[Records contained in a dataset]

----

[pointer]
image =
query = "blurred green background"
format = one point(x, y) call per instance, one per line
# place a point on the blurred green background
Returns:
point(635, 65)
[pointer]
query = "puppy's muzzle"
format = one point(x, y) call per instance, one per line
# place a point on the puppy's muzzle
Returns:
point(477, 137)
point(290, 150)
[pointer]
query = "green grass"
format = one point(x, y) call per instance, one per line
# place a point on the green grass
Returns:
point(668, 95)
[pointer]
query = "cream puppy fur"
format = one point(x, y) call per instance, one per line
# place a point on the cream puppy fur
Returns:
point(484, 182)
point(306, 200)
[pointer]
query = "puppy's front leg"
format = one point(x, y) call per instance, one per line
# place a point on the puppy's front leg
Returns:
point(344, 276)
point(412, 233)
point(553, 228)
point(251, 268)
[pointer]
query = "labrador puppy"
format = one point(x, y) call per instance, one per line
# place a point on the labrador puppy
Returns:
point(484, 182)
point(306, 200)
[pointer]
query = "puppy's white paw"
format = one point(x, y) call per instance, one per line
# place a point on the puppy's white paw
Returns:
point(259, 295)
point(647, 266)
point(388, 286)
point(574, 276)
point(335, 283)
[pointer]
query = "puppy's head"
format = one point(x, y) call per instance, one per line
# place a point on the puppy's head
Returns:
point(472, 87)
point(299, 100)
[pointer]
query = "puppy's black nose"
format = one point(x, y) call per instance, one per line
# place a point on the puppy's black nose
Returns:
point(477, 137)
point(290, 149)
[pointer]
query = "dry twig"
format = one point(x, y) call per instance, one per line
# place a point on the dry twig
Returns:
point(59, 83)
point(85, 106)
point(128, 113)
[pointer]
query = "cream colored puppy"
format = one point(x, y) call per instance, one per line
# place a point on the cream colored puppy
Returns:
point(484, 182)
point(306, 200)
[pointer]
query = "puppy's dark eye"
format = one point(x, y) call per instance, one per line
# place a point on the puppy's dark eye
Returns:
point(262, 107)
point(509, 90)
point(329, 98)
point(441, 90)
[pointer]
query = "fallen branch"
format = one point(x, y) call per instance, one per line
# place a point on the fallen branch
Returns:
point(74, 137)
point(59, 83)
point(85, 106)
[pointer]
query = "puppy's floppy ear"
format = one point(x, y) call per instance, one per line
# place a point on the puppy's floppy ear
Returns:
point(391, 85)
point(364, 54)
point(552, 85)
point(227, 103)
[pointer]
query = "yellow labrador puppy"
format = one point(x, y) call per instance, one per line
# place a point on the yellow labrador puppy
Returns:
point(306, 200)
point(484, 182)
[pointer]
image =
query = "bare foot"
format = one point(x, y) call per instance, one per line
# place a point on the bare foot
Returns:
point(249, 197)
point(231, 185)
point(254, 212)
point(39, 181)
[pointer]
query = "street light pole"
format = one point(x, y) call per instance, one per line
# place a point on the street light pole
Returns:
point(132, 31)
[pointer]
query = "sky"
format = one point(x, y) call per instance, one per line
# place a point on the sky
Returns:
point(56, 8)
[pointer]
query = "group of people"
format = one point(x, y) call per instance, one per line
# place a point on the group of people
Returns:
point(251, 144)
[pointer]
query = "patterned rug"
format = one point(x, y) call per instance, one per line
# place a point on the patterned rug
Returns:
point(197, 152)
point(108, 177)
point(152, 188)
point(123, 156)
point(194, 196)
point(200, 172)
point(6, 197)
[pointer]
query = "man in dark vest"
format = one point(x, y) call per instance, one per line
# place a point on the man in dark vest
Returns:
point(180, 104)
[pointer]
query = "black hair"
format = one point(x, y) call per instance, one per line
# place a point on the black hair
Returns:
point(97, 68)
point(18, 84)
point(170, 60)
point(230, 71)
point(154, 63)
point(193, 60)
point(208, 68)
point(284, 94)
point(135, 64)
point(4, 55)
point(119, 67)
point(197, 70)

----

> THE PROBLEM
In full and without deviation, reproduce the entries above.

> RESPONSE AREA
[pointer]
image =
query = "blurred green background"
format = one point(x, y) call per instance, one per line
# place a point on the blurred green background
Returns:
point(635, 65)
[pointer]
query = "puppy's muzzle"
format = one point(x, y) call per instance, one per line
# place a point on the puppy's muzzle
Returns:
point(477, 137)
point(290, 150)
[pointer]
query = "green grass"
format = one point(x, y) call per instance, one per line
# place a point on the green grass
Returns:
point(668, 95)
[pointer]
query = "cream puppy fur"
format = one point(x, y) call per instance, one per line
# place a point on the cream puppy fur
Returns:
point(484, 182)
point(306, 200)
[pointer]
query = "puppy's front leg"
format = one point(x, y) call per instance, one per line
# place a point on the puppy's front leg
Returns:
point(344, 276)
point(412, 233)
point(553, 228)
point(251, 268)
[pointer]
query = "labrador puppy"
format = one point(x, y) call per instance, one per line
# place a point on the labrador puppy
Returns:
point(484, 182)
point(306, 200)
[pointer]
query = "puppy's white paw"
format = one point(x, y) call per instance, one per line
# place a point on the puppy's white paw
Returns:
point(259, 295)
point(647, 266)
point(388, 286)
point(574, 276)
point(335, 283)
[pointer]
query = "puppy's head"
format = one point(x, y) call per instance, one per line
# place a point on the puppy's head
Returns:
point(472, 87)
point(299, 100)
[pointer]
query = "puppy's black nose"
format = one point(x, y) call per instance, one per line
# place a point on the puppy's black nose
Returns:
point(477, 137)
point(290, 149)
[pointer]
query = "dry twig"
format = one point(x, y) call per instance, one per line
# place a point on the dry twig
Returns:
point(59, 83)
point(85, 106)
point(128, 113)
[pointer]
query = "cream colored puppy"
format = one point(x, y) call per instance, one per line
# place a point on the cream colored puppy
Returns:
point(484, 182)
point(306, 200)
[pointer]
query = "puppy's dark eye"
format = one point(x, y) call per instance, one per line
# place a point on the puppy's dark eye
Returns:
point(262, 107)
point(509, 90)
point(329, 98)
point(441, 90)
[pointer]
query = "fallen branch"
format = one point(x, y) call per instance, one per line
# place a point on the fallen branch
Returns:
point(74, 137)
point(59, 83)
point(85, 106)
[pointer]
query = "puppy's floppy ear"
format = one point(x, y) call per instance, one per line
# place a point on the puppy's floppy ear
Returns:
point(391, 85)
point(364, 54)
point(552, 85)
point(227, 103)
[pointer]
query = "yellow labrador puppy"
format = one point(x, y) call per instance, one per line
# place a point on the yellow labrador puppy
Returns:
point(306, 200)
point(484, 182)
[pointer]
image =
query = "bare foot"
format = one point(x, y) call per instance, one per line
# place a point on the bare foot
Returns:
point(249, 197)
point(231, 185)
point(254, 212)
point(39, 181)
[pointer]
query = "street light pole"
format = one point(x, y) call per instance, one per line
# place a point on the street light pole
Returns:
point(132, 31)
[pointer]
query = "sky"
format = one point(x, y) call per instance, one per line
# place a point on the sky
Returns:
point(56, 8)
[pointer]
query = "group of people"
format = one point(x, y) call per instance, one per line
# place a point on the group of people
Returns:
point(251, 144)
[pointer]
query = "patterned rug"
format = one point(x, y) call per instance, one per line
# place a point on the patterned rug
Returns:
point(197, 152)
point(108, 177)
point(152, 188)
point(123, 156)
point(194, 196)
point(200, 172)
point(6, 197)
[pointer]
query = "man in dark vest"
format = one point(x, y) call per instance, one per line
# place a point on the man in dark vest
Returns:
point(180, 104)
[pointer]
query = "black hair"
format = one point(x, y) call per instance, one per line
# place a point on the black hair
Returns:
point(97, 68)
point(18, 84)
point(170, 60)
point(230, 71)
point(154, 63)
point(193, 60)
point(208, 68)
point(284, 94)
point(135, 64)
point(4, 55)
point(119, 67)
point(197, 70)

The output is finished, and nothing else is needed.